● **PERINTAH TUGAS A**
Salin ulang bagian ulasan novel I Swasta Setahun di Bedahulu, mulai dari "SUASANA : suasana" dan terus hingga "tanah suci Warampul.".
● **PERINTAH TUGAS B**
Sebutkan semua tahap alur yang dicantumkan dalam ulasan novel I Swasta Setahun di Bedahulu.
● **PERINTAH TUGAS C**
Lanjutkan ulasan novel I Swasta Setahun di Bedahulu mulai dari kalimat terakhirnya.

● **TEKS BACAAN**
========================

Judul :
I Swasta setahun di Bedahulu
Pengarang :
A A Panji Tisna
Tema :
kisah cinta
Amanat :
lindungilah orang yang sangat kamu cinta
agar orang itu tetap sayang padamu
Tokoh
dan watak:
A.Tokoh
utama:
1.
I swasta : pemberani, bijaksana, baik,
pemaaf
B.Tokoh
pendamping
1. I Jadara : baik, pemberani
2. Sri Baginda Maharaja
Baliswari Gunapriyadarmapatmi : bijaksana, pemaaf
3. Arya Bera : iri , dengki, suku memfitnah
4. Ni Nogati : lembut,
baik, sopan
5. Ni Nogata : baik, lemah lembut
6. Arya Lancana : iri,
dengki, pembunuh
7. Ni Mergayawati : suka
menggoda
8. Ni Jasi : baik,
setia
9. I Lastiya : berhati lembut, baik
10. Seribudhi :
pemfinnah
C. Tokoh viguran
1. permaisuri
2. seorang tua
3. Da Gde Salem
4. indrapura
5. rombongan Arya Bera dan
kawan-kawan
6. peduduk desa
7. rombongan dari kerajaan
8. pengawal
9. Datuk Kakanda I Kulup
Bop
SETTING:
1.
TEMPAT : seting tempat pada novel ini cenderung
berada di pura-pura sekitar saraddha
2.
WAKTU : setting waktu di dalam novel ini sering
kali pada waktu pagi hari dan sore hari
3.
SUASANA : suasana pada novel ini sering
tegang dan kadang senang hal ini dikarnakan adanya perang
ALUR : bolak-balik
TAHAP
PERKENALAN
I Swasta jatuh cinta pada pandangan pertama. Karena hal itulah I
Swasta memutuskan menunda pergi ke Trunyan seperti tujuan awal, tetapi memilih
pergi ke Bedahulu.
TAHAP PENAMPILAN MASALAH
Hal
itu membuat Arya Bera dan Arya Lancana berang. Mereka segera menyebarkan
fitnah, bahwa I Semarawina dan I Jadara telah berbuat tidak senonoh dengan
kedua gadis itu pada saat upacara Pujawali di tanah suci Warampul.
TAHAP PUNCAK KETEGANGAN
Di
tengah letusan Gunung Batur itulah terjadi pertempuran antara pasukan Arya Bera
dengan rombongan dari kerajaan. Arya Bera dan rombongannya berhasil dikalahkan.
TAHAP KETEGANGAN MENURUN
Ni
Nogati meminta pada I Lastiya agar meminta ampun kepada Semarawina sebagaimana
dulu Datuk Kakanda I Kulup Bop, kakek Lastiya yang pernah memiliki dendam
terhadap nenek Semarawina
TAHAP
PENYELESAIAN
Setelah
demikian, Ni Nogati menyerahkan surat Baginda yang harus diserahkan kepada
Semarawina. Baginda memerintahkan kepada Semarawina memimpin pembuatan
bendungan air di Manasa dan mengirim semua pembiayaan bendungan itu. Utusan
yang membawa uang itu tidak lain adalah I Lastiya.

========================

● **KUTIPAN BUTIR**
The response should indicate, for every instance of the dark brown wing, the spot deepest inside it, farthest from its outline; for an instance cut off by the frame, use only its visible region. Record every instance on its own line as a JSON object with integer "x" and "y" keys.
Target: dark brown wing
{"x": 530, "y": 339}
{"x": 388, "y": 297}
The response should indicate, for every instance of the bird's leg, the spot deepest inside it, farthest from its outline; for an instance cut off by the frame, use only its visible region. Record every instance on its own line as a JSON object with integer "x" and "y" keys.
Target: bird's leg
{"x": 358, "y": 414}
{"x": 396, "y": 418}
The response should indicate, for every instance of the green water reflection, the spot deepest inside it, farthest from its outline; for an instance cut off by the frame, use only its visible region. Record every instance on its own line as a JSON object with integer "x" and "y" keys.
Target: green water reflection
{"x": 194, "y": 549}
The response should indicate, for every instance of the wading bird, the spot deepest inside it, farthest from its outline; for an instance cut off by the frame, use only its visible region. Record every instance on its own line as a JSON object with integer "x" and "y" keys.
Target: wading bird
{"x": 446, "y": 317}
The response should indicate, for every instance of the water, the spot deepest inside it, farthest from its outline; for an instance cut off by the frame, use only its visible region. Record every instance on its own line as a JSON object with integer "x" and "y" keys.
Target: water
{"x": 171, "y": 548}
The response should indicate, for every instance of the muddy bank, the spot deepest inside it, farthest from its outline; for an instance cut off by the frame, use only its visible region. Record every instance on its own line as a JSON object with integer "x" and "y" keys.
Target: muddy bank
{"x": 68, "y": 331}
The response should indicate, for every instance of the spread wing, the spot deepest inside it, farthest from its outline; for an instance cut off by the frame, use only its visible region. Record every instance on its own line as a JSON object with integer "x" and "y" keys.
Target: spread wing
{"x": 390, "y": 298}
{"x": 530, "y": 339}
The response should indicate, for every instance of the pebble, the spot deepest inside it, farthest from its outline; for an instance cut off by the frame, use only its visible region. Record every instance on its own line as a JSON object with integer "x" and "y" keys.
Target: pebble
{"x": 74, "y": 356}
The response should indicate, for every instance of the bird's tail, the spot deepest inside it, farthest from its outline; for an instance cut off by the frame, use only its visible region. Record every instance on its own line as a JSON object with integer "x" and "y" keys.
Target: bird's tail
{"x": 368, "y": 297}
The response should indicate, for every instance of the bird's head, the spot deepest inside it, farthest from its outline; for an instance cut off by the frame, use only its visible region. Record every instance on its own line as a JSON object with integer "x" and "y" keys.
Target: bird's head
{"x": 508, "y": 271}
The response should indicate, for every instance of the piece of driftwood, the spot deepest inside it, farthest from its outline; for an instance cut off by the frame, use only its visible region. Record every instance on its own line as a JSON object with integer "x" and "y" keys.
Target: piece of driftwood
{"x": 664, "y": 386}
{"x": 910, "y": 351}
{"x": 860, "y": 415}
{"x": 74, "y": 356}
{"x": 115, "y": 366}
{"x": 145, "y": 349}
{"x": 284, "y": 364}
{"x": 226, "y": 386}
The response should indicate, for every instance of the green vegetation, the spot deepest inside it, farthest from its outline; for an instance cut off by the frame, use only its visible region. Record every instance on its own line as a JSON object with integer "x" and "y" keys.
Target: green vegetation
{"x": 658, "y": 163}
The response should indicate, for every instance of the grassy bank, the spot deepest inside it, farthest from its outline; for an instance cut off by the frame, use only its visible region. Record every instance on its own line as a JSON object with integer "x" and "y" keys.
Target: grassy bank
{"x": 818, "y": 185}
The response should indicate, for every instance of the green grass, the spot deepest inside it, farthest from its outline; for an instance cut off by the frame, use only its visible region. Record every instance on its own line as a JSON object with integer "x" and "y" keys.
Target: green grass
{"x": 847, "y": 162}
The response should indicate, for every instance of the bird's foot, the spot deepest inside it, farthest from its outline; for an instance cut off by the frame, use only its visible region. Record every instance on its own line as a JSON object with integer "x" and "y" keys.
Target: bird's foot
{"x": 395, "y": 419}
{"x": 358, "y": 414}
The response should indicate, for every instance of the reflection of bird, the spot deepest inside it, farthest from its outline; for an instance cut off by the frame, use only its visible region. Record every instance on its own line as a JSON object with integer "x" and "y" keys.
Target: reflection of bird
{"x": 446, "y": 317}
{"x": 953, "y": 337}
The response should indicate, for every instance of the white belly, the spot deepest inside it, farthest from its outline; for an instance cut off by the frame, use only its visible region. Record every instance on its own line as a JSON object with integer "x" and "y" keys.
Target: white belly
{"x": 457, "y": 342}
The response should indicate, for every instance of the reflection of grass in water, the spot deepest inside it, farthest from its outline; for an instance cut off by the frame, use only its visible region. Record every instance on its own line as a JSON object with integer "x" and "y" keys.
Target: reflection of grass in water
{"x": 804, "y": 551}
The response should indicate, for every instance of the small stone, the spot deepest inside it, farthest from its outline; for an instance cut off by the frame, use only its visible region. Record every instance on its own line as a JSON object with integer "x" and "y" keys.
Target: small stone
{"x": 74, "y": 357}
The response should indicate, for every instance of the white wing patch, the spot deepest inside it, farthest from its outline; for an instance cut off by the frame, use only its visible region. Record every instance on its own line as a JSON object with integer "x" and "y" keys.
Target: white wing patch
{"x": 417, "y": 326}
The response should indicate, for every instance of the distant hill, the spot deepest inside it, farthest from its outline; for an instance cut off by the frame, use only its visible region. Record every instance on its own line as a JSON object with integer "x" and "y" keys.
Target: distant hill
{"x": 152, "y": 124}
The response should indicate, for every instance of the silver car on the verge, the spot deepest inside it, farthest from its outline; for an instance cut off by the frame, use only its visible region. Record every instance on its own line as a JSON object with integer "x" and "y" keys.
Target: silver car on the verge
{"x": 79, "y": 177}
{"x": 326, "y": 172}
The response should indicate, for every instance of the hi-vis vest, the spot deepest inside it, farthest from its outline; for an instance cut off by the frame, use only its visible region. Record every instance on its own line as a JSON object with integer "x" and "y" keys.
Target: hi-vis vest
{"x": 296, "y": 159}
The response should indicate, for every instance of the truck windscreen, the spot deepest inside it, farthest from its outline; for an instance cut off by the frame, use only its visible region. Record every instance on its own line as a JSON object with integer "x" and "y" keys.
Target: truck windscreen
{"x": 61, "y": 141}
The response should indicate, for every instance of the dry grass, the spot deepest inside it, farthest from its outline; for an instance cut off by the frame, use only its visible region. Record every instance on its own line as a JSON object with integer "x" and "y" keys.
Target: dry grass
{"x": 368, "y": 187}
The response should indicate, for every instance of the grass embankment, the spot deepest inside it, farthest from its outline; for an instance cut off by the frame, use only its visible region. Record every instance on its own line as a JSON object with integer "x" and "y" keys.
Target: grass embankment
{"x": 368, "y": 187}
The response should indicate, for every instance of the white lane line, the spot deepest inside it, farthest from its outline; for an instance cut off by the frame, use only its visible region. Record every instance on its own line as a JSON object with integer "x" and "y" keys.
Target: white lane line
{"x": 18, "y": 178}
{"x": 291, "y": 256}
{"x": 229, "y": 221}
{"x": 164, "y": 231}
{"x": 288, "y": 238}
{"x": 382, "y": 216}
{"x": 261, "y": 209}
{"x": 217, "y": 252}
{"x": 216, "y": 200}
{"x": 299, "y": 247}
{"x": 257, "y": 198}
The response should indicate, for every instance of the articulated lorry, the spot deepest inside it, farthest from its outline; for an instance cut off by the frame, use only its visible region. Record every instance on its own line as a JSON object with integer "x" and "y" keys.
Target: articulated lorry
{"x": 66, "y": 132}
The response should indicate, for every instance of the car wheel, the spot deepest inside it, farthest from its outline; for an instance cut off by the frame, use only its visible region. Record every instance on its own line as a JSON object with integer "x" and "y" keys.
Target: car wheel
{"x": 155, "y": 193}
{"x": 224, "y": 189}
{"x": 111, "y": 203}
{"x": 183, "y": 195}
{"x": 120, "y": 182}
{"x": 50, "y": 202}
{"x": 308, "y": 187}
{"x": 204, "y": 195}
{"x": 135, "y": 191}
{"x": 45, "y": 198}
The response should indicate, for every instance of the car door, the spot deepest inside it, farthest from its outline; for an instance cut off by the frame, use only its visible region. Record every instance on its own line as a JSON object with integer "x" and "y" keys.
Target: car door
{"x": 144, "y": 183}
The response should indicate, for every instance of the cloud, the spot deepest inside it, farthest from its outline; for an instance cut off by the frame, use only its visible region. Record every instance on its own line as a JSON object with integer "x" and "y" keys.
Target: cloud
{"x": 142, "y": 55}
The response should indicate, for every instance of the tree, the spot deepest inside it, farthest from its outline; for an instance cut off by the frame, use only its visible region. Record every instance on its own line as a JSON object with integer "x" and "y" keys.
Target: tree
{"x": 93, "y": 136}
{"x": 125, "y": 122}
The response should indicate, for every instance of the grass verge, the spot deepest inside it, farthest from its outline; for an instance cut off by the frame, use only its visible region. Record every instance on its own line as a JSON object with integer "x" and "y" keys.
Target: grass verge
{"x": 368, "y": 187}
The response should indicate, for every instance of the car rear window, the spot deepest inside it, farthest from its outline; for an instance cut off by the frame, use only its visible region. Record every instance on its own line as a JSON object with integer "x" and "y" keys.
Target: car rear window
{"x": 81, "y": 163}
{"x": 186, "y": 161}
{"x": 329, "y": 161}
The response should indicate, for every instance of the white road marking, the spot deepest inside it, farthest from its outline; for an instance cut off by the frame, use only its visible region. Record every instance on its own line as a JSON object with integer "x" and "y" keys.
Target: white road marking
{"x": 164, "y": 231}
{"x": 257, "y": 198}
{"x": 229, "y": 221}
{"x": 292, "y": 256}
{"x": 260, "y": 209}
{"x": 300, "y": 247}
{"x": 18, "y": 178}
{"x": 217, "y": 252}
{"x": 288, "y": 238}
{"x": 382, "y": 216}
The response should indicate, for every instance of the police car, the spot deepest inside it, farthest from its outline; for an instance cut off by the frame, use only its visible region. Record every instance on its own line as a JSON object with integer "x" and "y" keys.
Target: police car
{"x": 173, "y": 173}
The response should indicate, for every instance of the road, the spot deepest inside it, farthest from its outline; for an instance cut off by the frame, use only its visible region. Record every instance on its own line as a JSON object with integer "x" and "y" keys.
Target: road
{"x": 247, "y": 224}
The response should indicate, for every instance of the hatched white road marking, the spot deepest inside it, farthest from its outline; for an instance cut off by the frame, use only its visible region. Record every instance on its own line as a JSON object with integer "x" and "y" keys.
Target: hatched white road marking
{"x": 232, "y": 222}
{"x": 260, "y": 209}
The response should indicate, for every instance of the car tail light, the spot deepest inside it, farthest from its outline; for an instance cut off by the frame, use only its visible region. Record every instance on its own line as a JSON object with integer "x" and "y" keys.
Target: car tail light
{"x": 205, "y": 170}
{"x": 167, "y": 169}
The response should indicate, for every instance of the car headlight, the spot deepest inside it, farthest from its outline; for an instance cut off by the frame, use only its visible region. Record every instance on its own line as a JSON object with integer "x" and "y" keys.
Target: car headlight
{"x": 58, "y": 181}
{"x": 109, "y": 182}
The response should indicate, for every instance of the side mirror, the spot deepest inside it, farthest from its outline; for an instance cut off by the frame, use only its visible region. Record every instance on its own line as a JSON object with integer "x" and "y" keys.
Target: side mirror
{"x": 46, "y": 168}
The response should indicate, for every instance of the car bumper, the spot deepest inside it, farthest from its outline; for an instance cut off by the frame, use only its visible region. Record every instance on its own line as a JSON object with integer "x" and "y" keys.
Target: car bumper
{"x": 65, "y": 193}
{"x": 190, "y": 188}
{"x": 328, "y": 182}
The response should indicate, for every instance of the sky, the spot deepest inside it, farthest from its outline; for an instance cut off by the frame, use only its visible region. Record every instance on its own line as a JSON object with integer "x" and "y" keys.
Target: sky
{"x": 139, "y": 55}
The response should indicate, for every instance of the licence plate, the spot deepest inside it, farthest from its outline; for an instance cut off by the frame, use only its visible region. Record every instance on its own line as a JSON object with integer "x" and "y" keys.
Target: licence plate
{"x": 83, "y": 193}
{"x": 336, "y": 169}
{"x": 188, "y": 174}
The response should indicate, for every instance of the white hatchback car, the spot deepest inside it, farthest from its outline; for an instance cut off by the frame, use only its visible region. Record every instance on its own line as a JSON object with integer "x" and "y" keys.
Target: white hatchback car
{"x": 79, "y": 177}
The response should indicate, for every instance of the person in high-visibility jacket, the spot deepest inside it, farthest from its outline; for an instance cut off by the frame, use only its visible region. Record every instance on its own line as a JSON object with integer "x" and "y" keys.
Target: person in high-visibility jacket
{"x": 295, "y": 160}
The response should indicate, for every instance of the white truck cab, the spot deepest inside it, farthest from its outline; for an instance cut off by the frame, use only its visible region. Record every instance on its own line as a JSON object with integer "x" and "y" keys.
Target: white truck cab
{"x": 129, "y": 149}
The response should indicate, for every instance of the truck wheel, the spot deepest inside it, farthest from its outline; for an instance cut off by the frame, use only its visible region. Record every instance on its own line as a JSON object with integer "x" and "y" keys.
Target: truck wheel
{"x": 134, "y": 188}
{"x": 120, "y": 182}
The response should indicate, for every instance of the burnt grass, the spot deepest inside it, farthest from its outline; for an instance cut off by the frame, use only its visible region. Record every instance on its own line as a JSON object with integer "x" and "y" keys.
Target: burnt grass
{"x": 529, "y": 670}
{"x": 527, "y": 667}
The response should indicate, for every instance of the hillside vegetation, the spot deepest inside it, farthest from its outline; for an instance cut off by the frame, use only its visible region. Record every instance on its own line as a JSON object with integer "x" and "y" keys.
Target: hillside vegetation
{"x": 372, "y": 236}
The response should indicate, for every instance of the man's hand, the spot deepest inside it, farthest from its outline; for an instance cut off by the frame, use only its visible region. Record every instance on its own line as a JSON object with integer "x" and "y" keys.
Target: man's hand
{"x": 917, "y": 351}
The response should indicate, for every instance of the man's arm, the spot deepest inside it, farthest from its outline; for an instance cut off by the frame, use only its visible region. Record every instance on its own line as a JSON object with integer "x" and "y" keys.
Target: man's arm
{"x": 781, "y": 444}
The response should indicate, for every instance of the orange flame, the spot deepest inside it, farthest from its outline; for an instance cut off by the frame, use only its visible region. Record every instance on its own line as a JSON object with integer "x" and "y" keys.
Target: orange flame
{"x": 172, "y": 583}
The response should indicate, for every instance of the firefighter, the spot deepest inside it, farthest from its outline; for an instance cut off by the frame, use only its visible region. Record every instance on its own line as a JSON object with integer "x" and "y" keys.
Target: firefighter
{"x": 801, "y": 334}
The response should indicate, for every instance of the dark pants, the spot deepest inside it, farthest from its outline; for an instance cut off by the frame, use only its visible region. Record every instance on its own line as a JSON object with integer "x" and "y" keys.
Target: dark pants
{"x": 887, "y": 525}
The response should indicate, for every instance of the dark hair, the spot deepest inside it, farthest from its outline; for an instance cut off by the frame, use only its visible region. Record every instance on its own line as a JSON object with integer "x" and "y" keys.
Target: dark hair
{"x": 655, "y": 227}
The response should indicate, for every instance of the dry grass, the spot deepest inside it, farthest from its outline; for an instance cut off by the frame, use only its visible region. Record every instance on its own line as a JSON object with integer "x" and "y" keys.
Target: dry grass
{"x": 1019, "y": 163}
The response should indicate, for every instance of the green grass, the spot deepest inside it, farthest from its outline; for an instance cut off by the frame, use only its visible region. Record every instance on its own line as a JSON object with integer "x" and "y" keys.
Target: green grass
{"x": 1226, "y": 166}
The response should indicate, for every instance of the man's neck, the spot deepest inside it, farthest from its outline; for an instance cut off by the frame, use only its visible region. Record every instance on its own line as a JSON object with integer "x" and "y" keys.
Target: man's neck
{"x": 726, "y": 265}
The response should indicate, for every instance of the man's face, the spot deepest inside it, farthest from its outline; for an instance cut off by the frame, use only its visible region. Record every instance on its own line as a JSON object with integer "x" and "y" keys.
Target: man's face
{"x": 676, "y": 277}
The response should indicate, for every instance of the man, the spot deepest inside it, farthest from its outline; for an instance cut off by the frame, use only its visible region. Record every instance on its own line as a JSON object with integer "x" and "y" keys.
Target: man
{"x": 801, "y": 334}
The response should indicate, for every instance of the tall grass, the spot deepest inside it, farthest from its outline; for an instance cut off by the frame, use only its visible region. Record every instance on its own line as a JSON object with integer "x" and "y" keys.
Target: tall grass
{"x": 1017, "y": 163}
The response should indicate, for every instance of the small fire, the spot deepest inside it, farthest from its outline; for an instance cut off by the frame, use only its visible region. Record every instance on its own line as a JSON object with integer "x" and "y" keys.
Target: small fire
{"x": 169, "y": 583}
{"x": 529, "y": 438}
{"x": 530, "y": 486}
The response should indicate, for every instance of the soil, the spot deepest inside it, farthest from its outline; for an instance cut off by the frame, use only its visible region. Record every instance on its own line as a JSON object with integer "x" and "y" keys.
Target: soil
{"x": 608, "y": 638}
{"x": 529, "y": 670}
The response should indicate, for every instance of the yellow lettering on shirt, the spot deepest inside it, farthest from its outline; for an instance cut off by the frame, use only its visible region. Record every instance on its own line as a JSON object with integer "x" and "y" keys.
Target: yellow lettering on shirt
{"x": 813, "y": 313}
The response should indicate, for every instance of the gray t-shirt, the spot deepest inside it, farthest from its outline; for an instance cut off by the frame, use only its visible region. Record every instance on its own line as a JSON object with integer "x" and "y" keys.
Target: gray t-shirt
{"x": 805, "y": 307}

========================

● **JAWABAN YANG DIHARAPKAN A**
SUASANA : suasana pada novel ini sering
tegang dan kadang senang hal ini dikarnakan adanya perang
ALUR : bolak-balik
TAHAP
PERKENALAN
I Swasta jatuh cinta pada pandangan pertama. Karena hal itulah I
Swasta memutuskan menunda pergi ke Trunyan seperti tujuan awal, tetapi memilih
pergi ke Bedahulu.
TAHAP PENAMPILAN MASALAH
Hal
itu membuat Arya Bera dan Arya Lancana berang. Mereka segera menyebarkan
fitnah, bahwa I Semarawina dan I Jadara telah berbuat tidak senonoh dengan
kedua gadis itu pada saat upacara Pujawali di tanah suci Warampul.

● **JAWABAN YANG DIHARAPKAN B**
1. Tahap perkenalan
2. Tahap penampilan masalah
3. Tahap puncak ketegangan
4. Tahap ketegangan menurun
5. Tahap penyelesaian

● **JAWABAN YANG DIHARAPKAN C**
NILAI MORAL
Sebagai manusia kita harus selalu taat dalam
beribadah dan jangan pernah melawan tuhan
NILAI SOSIAL
Kita sebagai manusia sebaiknya saling tolong
menolong untuk mencapai sebuah cita-cita yang tinggi
NILAI PENDIDIKAN
Jadilah seorang yang bijaksana dalam
menentukan apapun dan jangan pernah kamu iri terhadap rezeki orang lain
NILAI ESTETIKA
Didalam buku ini terdapat kesenian dan adat
istiadat bali yang sangat indah sekali seninya
I Swasta Setahun di Bedahulu
Novel karya A.A. Pandji Tisna ini mengisahkan perjalanan hidup
seorang pemuda desa yang miskin hingga menjadi hulubalang istana kesayangan
sang raja dan permaisuri. Cerita berlatar daerah Bali ini diawali dengan perjalanan
I Swasta menuju Trunyan hendak mengunjungi saudaranya. Ketika ia beristirahat
di sebuah kandang kuda yang kosong karena kelelahan, ia tertidur. Ketika tidur
itulah I Swasta bermimpi didatangi oleh seorang tua yang menggendong anaknya.
Orang tua itu meminta pada I Swasta agar mau merawat anak perempuan itu.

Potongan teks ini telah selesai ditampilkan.